= Aufgaben =
1. Fasse den Text über Lebensmittelpreise in zwei Sätzen zusammen.
2. Nenne alle Waren, deren Außenhandelspreise die FAO laut dem Text über Lebensmittelpreise mit ihrem Index misst.
3. Gib aus dem Text über Lebensmittelpreise den Abschnitt wortgetreu wieder, beginnend mit „Lebensmittelpreise“ und weiter bis einschließlich „Preise für Speiseöle.“.

= Textauszug =
Lebensmittelpreise
Die Zahl der Hungernden weltweit steigt wieder
Nach rund zwei Jahren Corona-Pandemie erreichte Ende 2021 der von der UN-Food and Agriculture Organization (FAO) herausgegebene monatliche Preisindex einen Anstieg von über 30 Prozent, nachdem die Preise fast zehn Jahre relativ stabil gewesen waren. Die FAO misst mit diesem Index die Außenhandelspreise von Fleisch, Milch, Getreide, Zucker und Speiseölen. Während der Preis für Reis oder Zucker nur wenig anstieg, verdoppelten sich die Preise für Speiseöle.
Das führte schon 2021 dazu, dass selbst Haushalte in Ländern, die nicht so stark von den Weltpreisen abhängen, höhere Preise für Nahrungsmittel bezahlen müssen. Besonders Menschen im Globalen Süden kürzten deshalb ihre Essensrationen und verzichteten auf frische Nahrungsmittel wie Obst und Gemüse. Nur wenige Länder konnten es sich leisten, die hohen Preise durch „Brotsubventionen“ oder Programme zur sozialen Sicherung zu dämpfen. Vor allem Entwicklungsländer hatten dafür keine Ressourcen, da ihre Haushalte durch die wirtschaftlichen Folgen der Pandemie, die zunehmende Staatsverschuldung und die Abwertungen ihrer Währungen stark belastet sind.

[Einträge, entnommen aus einer Sammlung]

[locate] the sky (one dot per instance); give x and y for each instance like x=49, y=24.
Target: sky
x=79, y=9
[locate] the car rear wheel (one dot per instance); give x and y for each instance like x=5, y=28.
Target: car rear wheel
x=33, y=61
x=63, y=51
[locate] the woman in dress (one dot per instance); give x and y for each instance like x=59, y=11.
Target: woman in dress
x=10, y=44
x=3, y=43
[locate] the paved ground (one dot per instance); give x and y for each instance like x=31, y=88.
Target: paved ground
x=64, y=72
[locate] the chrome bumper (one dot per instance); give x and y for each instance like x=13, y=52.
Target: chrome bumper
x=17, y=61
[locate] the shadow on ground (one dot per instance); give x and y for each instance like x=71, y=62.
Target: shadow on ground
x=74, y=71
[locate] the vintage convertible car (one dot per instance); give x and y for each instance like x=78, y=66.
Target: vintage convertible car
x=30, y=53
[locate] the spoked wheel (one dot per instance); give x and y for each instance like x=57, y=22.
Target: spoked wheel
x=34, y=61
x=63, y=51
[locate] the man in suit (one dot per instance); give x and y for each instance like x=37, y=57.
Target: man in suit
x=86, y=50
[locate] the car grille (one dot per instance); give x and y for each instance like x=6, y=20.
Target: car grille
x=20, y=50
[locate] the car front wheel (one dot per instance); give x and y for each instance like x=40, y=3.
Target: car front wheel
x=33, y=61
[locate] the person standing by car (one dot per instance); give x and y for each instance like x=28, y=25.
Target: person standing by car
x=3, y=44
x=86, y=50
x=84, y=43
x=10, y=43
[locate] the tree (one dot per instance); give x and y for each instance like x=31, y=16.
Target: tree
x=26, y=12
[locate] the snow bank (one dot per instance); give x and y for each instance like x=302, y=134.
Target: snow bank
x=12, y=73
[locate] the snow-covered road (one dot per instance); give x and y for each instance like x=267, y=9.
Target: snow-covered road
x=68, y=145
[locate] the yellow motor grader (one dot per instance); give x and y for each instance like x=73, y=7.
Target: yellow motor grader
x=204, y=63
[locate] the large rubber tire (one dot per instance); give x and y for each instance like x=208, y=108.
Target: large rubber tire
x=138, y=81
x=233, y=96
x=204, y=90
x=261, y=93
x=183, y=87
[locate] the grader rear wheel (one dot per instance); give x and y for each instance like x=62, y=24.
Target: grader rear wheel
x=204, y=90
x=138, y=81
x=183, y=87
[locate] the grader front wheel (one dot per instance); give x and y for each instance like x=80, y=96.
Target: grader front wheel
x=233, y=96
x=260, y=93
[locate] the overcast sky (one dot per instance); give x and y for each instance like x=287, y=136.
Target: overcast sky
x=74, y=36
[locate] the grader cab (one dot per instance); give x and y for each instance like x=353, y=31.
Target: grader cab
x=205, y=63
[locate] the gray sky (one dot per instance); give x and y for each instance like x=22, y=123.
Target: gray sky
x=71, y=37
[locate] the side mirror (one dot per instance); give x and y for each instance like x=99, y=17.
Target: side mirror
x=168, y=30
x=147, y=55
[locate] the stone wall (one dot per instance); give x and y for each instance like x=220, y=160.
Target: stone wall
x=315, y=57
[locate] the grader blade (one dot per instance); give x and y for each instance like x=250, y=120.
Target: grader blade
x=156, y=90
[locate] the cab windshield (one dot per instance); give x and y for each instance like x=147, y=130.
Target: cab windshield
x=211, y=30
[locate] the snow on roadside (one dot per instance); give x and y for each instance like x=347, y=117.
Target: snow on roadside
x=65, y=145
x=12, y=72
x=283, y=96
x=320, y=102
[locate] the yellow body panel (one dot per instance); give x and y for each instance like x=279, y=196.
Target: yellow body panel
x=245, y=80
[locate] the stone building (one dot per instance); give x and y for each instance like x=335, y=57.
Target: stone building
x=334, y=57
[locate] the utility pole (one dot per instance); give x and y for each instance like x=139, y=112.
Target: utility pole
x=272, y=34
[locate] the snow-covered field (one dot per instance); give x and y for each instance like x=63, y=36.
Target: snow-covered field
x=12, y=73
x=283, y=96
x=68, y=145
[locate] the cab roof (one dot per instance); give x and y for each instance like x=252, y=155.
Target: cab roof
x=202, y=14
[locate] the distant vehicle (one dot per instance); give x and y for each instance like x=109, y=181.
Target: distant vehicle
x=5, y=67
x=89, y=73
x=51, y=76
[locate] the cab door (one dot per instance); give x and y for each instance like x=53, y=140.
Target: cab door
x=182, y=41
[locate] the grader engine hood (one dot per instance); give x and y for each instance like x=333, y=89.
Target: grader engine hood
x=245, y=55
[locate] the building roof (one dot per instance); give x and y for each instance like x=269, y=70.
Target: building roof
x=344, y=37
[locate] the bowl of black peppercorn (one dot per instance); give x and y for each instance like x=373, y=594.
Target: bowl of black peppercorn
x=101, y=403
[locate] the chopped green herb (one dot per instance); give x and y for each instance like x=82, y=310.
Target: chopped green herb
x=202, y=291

= Lösungen =
1. Ende 2021, nach rund zwei Jahren Corona-Pandemie, stieg der monatliche Preisindex der FAO um über 30 Prozent, nachdem die Preise fast zehn Jahre relativ stabil gewesen waren; die Preise für Speiseöle verdoppelten sich dabei. Deshalb mussten Haushalte schon 2021 mehr für Nahrungsmittel zahlen, Menschen im Globalen Süden kürzten ihre Essensrationen, und vor allem Entwicklungsländer hatten keine Mittel, die hohen Preise durch Subventionen oder soziale Sicherung zu dämpfen.

2. Fleisch, Milch, Getreide, Zucker, Speiseöle

3.
Lebensmittelpreise
Die Zahl der Hungernden weltweit steigt wieder
Nach rund zwei Jahren Corona-Pandemie erreichte Ende 2021 der von der UN-Food and Agriculture Organization (FAO) herausgegebene monatliche Preisindex einen Anstieg von über 30 Prozent, nachdem die Preise fast zehn Jahre relativ stabil gewesen waren. Die FAO misst mit diesem Index die Außenhandelspreise von Fleisch, Milch, Getreide, Zucker und Speiseölen. Während der Preis für Reis oder Zucker nur wenig anstieg, verdoppelten sich die Preise für Speiseöle.